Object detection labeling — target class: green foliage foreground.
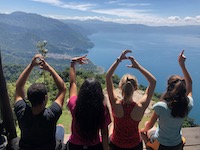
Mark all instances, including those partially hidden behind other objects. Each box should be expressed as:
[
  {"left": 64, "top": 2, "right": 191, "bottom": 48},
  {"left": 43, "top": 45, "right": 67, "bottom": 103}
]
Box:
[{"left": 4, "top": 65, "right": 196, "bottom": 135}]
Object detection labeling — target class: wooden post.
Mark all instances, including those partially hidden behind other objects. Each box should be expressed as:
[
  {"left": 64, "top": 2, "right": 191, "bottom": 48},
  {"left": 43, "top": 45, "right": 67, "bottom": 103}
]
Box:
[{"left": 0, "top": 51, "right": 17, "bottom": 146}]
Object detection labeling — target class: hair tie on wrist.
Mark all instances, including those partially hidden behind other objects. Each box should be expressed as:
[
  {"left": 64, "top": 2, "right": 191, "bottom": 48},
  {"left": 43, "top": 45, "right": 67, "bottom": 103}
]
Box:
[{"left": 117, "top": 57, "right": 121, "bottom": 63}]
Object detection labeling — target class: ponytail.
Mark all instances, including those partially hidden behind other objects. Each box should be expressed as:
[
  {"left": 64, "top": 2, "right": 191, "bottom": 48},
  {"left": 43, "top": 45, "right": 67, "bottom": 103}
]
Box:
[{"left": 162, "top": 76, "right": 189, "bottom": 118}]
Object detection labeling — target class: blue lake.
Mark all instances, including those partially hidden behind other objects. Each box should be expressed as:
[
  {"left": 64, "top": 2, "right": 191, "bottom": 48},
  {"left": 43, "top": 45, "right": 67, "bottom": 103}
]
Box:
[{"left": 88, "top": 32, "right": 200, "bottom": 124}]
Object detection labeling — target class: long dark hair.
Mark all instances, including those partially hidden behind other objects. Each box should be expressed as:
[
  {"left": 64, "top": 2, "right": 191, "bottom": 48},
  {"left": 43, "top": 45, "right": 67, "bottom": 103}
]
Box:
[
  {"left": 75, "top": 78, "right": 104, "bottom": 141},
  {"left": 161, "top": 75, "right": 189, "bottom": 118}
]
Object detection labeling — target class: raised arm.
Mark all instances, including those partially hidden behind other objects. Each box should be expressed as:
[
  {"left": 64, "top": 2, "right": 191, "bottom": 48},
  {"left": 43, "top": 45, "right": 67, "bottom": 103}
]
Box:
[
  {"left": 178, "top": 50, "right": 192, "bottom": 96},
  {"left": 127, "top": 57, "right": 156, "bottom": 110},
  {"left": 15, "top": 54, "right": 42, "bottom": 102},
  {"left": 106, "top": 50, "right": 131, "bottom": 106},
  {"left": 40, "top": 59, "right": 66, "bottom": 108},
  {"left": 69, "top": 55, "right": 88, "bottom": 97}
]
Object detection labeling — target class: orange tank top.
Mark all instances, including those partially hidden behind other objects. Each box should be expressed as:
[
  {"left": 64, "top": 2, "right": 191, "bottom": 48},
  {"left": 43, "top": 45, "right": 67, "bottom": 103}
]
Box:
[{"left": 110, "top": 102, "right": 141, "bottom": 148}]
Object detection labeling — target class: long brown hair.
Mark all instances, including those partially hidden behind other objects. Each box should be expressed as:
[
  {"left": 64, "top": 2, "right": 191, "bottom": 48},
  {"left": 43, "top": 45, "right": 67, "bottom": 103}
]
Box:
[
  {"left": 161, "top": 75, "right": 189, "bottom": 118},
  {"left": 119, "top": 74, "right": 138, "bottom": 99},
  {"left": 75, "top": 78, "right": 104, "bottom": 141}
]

• **Short exercise**: Collect every line in the entries above that contains the string "long". Treat uppercase and lowercase letters as different.

• **Task solution**:
Object detection labeling — target class: long dark hair.
Object detection labeling — target class: long brown hair.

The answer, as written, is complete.